A Banquet afterwards would have even daintier dishes of things made of sugarpaste and marzipan along with other candies/comfits, preserves and fruit pastes. Some of these items would be to help with digestion though it seems the English table was no stranger to gluttony and drunkenness with reports claiming one while others claiming it as hospitality. Either way, to truly show off, one would have an excess of these things available including a table of fancy sweets at the end which was probably more for show than substance.
So now we have the types of courses, with two courses seeming to be written about more often though feasts were not always limited to two, and the possibility of a banquette to follow. We know they types of dishes that could be served, here there could be one of each kind but more likely there would be a variety of any type. There might not be more than a few salads but the same feast might have 5-6 different roasts and 4 different baked meats/pie. With the similarity of dishes, various writers planned out a way to set the table so that a diner would be less likely to end up sitting behind too many of the same sort of dish. To do this, a baked meat would not be set by another baked meat but rather something different such as a salad or a boiled meat. If there were several salads, simple salads would be separated on the table from compound salads and so on. So if we had the fictional meal: 1-Brawn, 2-compound salad, 3-simple salad, 4 another simple salad, 5-chicken in white broth, 6-longworts, 7-fricassee of rabbit, 8-Florentine, a long table could be set like this: 2, 5, 3, 7, 8, 6, 4, 1, 2, 5, 3, 7, 8, 6, 4, 1. In the middle of a large square or circular table, it gets more jumbled but the theory still plays out.

» Task to complete:
Which eight dishes make up the fictional meal in the passage on feast courses and table settings?

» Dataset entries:
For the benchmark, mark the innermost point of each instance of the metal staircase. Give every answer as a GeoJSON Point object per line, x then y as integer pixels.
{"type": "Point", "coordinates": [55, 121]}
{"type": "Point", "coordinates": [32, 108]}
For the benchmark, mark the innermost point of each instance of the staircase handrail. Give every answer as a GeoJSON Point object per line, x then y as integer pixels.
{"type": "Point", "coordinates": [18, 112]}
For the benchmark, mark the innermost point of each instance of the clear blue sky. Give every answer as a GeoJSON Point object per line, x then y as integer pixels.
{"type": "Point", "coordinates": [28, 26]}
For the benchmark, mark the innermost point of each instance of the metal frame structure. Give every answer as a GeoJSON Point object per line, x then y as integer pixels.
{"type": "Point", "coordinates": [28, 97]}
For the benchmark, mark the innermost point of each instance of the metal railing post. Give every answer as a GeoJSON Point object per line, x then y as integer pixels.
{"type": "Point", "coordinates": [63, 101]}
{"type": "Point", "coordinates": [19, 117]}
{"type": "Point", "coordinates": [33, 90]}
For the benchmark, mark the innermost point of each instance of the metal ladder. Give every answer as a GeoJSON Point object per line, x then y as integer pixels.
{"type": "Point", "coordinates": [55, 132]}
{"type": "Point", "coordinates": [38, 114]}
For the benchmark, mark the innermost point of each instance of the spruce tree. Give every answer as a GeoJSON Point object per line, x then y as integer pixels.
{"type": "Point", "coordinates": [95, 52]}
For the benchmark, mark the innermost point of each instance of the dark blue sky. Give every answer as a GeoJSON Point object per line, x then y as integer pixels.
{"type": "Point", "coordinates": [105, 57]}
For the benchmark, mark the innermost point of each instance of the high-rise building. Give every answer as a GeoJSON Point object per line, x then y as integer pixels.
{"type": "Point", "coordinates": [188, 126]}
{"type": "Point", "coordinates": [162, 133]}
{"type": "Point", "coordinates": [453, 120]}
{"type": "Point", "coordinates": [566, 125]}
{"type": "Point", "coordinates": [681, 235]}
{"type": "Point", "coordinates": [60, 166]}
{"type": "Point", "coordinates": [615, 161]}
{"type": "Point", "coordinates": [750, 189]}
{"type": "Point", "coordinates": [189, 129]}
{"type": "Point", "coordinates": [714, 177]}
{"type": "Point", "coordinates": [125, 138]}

» Solution:
1. Brawn
2. Compound salad
3. Simple salad
4. Another simple salad
5. Chicken in white broth
6. Longworts
7. Fricassee of rabbit
8. Florentine